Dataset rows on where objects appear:

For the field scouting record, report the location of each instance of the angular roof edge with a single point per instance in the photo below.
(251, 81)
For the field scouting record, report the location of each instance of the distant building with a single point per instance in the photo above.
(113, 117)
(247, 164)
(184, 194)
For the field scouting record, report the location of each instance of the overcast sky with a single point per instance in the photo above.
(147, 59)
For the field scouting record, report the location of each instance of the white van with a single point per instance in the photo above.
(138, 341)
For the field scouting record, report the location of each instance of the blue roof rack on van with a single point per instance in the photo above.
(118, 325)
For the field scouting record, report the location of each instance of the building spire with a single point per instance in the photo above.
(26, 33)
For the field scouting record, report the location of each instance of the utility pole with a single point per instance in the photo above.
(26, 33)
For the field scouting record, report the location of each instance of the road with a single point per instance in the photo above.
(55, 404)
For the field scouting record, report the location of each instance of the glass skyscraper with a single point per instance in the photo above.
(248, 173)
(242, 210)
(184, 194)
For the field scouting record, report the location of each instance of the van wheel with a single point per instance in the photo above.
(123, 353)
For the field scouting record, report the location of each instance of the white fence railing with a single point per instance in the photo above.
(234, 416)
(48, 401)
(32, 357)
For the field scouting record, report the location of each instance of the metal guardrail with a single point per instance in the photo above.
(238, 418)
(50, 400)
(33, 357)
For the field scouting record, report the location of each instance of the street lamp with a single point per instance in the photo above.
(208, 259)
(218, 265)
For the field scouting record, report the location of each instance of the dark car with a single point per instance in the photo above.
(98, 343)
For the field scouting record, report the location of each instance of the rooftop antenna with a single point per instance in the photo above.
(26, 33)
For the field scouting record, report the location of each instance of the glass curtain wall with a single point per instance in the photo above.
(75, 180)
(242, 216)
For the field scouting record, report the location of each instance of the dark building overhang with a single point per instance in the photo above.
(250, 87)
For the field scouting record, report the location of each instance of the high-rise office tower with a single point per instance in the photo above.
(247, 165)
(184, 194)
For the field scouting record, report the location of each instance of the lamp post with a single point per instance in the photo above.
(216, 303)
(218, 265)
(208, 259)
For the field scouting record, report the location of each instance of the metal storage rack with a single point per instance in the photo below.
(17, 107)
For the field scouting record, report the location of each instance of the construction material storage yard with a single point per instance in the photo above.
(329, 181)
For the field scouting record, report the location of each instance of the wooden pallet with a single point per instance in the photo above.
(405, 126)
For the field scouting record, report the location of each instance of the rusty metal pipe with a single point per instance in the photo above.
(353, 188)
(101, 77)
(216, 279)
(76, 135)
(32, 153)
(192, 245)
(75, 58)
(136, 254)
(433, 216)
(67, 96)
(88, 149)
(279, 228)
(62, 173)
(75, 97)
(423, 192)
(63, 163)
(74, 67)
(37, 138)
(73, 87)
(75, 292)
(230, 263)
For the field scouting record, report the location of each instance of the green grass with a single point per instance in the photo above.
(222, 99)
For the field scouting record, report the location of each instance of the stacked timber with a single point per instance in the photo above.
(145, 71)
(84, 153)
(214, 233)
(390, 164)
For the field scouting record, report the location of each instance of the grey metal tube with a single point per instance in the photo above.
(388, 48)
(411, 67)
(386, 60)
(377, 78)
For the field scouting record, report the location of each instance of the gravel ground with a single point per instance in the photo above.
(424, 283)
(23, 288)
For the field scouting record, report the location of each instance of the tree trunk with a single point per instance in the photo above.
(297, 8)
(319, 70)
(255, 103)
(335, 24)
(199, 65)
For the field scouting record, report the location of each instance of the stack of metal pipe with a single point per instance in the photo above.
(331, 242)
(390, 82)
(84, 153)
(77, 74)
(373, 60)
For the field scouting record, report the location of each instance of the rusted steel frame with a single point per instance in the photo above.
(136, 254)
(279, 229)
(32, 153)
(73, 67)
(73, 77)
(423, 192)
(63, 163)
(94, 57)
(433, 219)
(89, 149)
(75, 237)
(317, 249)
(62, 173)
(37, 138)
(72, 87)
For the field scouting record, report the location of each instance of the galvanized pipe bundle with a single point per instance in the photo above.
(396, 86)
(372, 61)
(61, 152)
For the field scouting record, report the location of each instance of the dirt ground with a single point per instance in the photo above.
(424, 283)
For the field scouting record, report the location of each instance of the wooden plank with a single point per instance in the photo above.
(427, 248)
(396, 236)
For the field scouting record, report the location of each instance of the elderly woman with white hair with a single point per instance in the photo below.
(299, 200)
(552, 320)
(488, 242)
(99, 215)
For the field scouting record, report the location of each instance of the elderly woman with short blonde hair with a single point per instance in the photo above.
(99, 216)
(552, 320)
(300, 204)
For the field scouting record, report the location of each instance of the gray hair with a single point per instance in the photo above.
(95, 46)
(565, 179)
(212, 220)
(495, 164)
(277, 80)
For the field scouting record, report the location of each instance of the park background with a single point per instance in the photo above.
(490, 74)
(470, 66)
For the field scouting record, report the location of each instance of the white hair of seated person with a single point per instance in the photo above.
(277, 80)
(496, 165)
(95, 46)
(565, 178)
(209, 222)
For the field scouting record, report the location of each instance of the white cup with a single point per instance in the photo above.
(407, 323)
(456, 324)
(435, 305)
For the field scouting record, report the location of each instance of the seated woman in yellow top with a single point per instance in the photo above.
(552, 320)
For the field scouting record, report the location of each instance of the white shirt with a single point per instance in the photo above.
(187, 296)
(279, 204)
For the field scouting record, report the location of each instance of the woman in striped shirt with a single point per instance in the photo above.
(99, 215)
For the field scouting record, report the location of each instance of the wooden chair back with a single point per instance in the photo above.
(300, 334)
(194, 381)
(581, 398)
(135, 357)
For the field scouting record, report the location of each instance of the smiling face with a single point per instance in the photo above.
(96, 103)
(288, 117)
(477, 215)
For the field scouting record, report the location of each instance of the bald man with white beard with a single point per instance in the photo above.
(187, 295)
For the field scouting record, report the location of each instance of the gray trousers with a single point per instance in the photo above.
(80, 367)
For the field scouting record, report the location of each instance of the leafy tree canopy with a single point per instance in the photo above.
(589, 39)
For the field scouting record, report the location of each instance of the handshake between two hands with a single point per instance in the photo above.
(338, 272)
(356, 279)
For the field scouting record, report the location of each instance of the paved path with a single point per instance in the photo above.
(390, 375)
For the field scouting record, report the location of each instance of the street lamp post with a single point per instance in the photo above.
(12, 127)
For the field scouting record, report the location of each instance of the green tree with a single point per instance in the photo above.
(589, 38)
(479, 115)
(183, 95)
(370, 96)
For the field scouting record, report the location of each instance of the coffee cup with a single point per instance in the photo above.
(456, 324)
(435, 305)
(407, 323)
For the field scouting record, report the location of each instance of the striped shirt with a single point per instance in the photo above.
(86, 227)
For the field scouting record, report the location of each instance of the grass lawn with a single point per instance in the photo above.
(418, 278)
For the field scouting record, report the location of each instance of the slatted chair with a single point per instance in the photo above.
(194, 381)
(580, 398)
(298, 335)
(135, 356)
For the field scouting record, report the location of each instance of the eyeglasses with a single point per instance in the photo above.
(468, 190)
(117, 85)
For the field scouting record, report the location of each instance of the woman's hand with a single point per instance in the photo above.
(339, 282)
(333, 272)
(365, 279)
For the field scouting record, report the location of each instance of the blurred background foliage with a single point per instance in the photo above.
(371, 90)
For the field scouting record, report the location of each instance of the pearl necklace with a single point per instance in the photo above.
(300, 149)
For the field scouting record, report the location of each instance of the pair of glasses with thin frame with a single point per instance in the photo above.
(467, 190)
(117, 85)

:: GIVEN INSTRUCTION ::
Go through the data and return every record exactly.

:: COMPLETE ANSWER ::
For the field scouting record, report the location of each instance of the angular roof edge with a single point per instance in the photo below.
(251, 81)
For the field scouting record, report the location of each instance of the distant building with a single point per instance in the photo above.
(113, 117)
(247, 164)
(184, 194)
For the field scouting record, report the location of each instance of the overcast sky with a single point per instance in the photo above.
(147, 59)
For the field scouting record, report the location of each instance of the white van with a single point per instance in the photo above.
(138, 341)
For the field scouting record, report the location of each instance of the blue roof rack on van with a single point per instance in the photo above.
(118, 325)
For the field scouting record, report the location of each instance of the building spire with a single point per instance in the photo above.
(26, 33)
For the field scouting record, report the location of each instance of the utility pole with a single point per instance in the photo above.
(26, 33)
For the field scouting record, report the location of each instance of the road with a single point per instance in the photo above.
(55, 404)
For the field scouting record, report the location of each instance of the glass skyscraper with a single point per instance in the photo above.
(248, 173)
(242, 210)
(184, 194)
For the field scouting record, report the location of each instance of the van wheel with a single point per instance in the photo above.
(123, 353)
For the field scouting record, report the location of each instance of the white fence railing with a single point per instance in the photo above.
(234, 416)
(48, 401)
(32, 357)
For the field scouting record, report the location of each instance of the metal guardrail with a single point per instance in the photo above.
(238, 418)
(50, 400)
(33, 357)
For the field scouting record, report the location of each instance of the street lamp with a single point per instance in the photo above.
(208, 259)
(218, 265)
For the field scouting record, report the location of each instance of the dark car with a single point per instance in the photo above.
(98, 343)
For the field scouting record, report the location of each instance of the rooftop antenna with a single point per instance in the photo above.
(26, 33)
For the field scouting record, report the location of each instance of the glass curtain wall with a single point per instance in the photo above.
(75, 180)
(242, 216)
For the field scouting record, report the location of each instance of the dark building overhang with a single point per instance in the photo above.
(250, 87)
For the field scouting record, report the location of each instance of the high-rise office tower with a single point per instance in the photo above.
(247, 165)
(184, 194)
For the field scouting record, report the location of each instance of the lamp post with a single point per instance in the photo above.
(216, 303)
(218, 265)
(208, 259)
For the field scouting record, report the location of each instance of the metal storage rack with a single point per instance in the photo below.
(17, 107)
For the field scouting record, report the location of each instance of the construction material storage yard with a single point per instance in the photo above.
(329, 181)
For the field scouting record, report the location of each instance of the wooden pallet with a single point per instance in the photo above.
(405, 126)
For the field scouting record, report the location of each instance of the rusty metal pipe with a single point per instance in the photo above.
(353, 188)
(101, 77)
(216, 279)
(76, 135)
(32, 153)
(192, 245)
(75, 58)
(136, 254)
(433, 216)
(67, 96)
(88, 149)
(279, 228)
(62, 173)
(75, 97)
(423, 192)
(63, 163)
(74, 67)
(37, 138)
(73, 87)
(75, 292)
(230, 263)
For the field scouting record, report the location of each instance of the green grass with a single point per instance in the photo above.
(222, 99)
For the field scouting record, report the location of each instance of the stacked timber with a single point per instance in the photo above.
(145, 71)
(84, 153)
(214, 233)
(390, 164)
For the field scouting record, report the location of each instance of the grey metal tube with a single point per instance in the photo above.
(388, 48)
(411, 67)
(386, 60)
(377, 78)
For the field scouting record, report the location of each instance of the gravel ground with a single point per instance in the photo above.
(424, 283)
(23, 288)
For the field scouting record, report the location of each instance of the tree trunk with a single point per instance in the photo above.
(297, 8)
(319, 70)
(255, 103)
(335, 24)
(199, 65)
For the field scouting record, report the location of each instance of the stack of metal pipe with a single point per instance in the photo above.
(331, 242)
(390, 82)
(84, 153)
(77, 74)
(373, 60)
For the field scouting record, report the location of each instance of the rusted steel frame with a single point per instance in the photo above.
(136, 254)
(279, 229)
(32, 153)
(73, 67)
(73, 77)
(423, 192)
(63, 163)
(94, 57)
(433, 219)
(89, 149)
(75, 237)
(317, 249)
(62, 173)
(37, 138)
(72, 87)
For the field scouting record, report the location of each instance of the galvanized pipe bundle with a single point per instance in the photo above.
(396, 86)
(372, 61)
(61, 152)
For the field scouting record, report the location of each instance of the dirt ground with a single point per instance in the photo above.
(424, 283)
For the field scouting record, report the location of each instance of the wooden plank with a single point per instance in the photo above.
(427, 248)
(396, 236)
For the field scouting record, report the location of each instance of the elderly woman with white hair with a single point per instance in the photo below.
(299, 200)
(552, 320)
(488, 242)
(99, 215)
For the field scouting record, report the location of each instance of the elderly woman with short blonde hair with a single point per instance in the photo above.
(99, 216)
(552, 320)
(300, 204)
For the field scouting record, report the location of each instance of the gray hair with a single point per instance in the photo above.
(95, 46)
(565, 179)
(212, 220)
(495, 164)
(277, 80)
For the field scouting record, report the location of each instance of the park background with a single point per instance in the photo above.
(490, 74)
(470, 66)
For the field scouting record, report the location of each instance of the white hair of seated person with a single point per instance in the photo above.
(277, 80)
(496, 165)
(95, 46)
(565, 178)
(209, 222)
For the field scouting record, report the location of each instance of the white cup with a single point per instance in the photo above.
(407, 323)
(456, 324)
(435, 305)
For the field scouting record, report the location of each instance of the seated woman in yellow top with a single point per instance in the photo above.
(552, 320)
For the field scouting record, report the location of each instance of the white shirt with a single point per instance in the photo above.
(187, 296)
(279, 204)
For the field scouting record, report the location of each instance of the woman in striped shirt with a single point per instance in the photo above.
(99, 215)
For the field scouting record, report the location of each instance of the wooden chair back with a single point per instance in the photo above.
(300, 334)
(194, 381)
(581, 398)
(135, 357)
For the field scouting record, report the location of each instance of the smiling face with a single point per instance in the photo above.
(96, 103)
(288, 117)
(477, 215)
For the field scouting record, report the location of each instance of the bald man with white beard with a single point per instance in the photo above.
(187, 295)
For the field scouting record, report the location of each instance of the gray trousers with a single point per instance in the photo above.
(80, 367)
For the field scouting record, report the location of each instance of the leafy tree canopy with a single point per instance in the photo above.
(589, 39)
For the field scouting record, report the location of each instance of the handshake between two hands with a single point per instance in the photo above.
(338, 272)
(356, 279)
For the field scouting record, report the location of each instance of the paved path with a single point per instance in the photo above.
(390, 375)
For the field scouting record, report the location of each instance of the street lamp post with a single point per instance in the photo above.
(12, 127)
For the field scouting record, report the location of each instance of the green tree with a single point per instance in the photo above.
(589, 38)
(479, 115)
(183, 95)
(370, 96)
For the field scouting record, report the location of each instance of the coffee cup with a single point per instance in the photo above.
(456, 324)
(435, 305)
(407, 323)
For the field scouting record, report the location of each instance of the striped shirt with a single point per instance in the photo above.
(86, 227)
For the field scouting record, report the location of each instance of the grass lawn with a single point per instance in the photo above.
(418, 278)
For the field scouting record, report the location of each instance of the slatted chair with a single point per instance in the photo above.
(194, 381)
(580, 398)
(298, 335)
(135, 356)
For the field scouting record, report the location of each instance of the eyeglasses with a single point per instance in the photo above.
(468, 190)
(117, 85)
For the field scouting record, report the location of each instance of the woman's hand with a single point per instance in the photo above.
(339, 282)
(333, 272)
(365, 279)
For the field scouting record, report the location of each instance of the blurred background foliage with a single point per instance in the photo above.
(371, 90)
For the field scouting record, report the location of each instance of the pearl necklace with a single point per instance in the photo above.
(300, 149)
For the field scouting record, report the location of each instance of the pair of glasses with thin frame with a single point per instance in the photo above.
(467, 190)
(117, 85)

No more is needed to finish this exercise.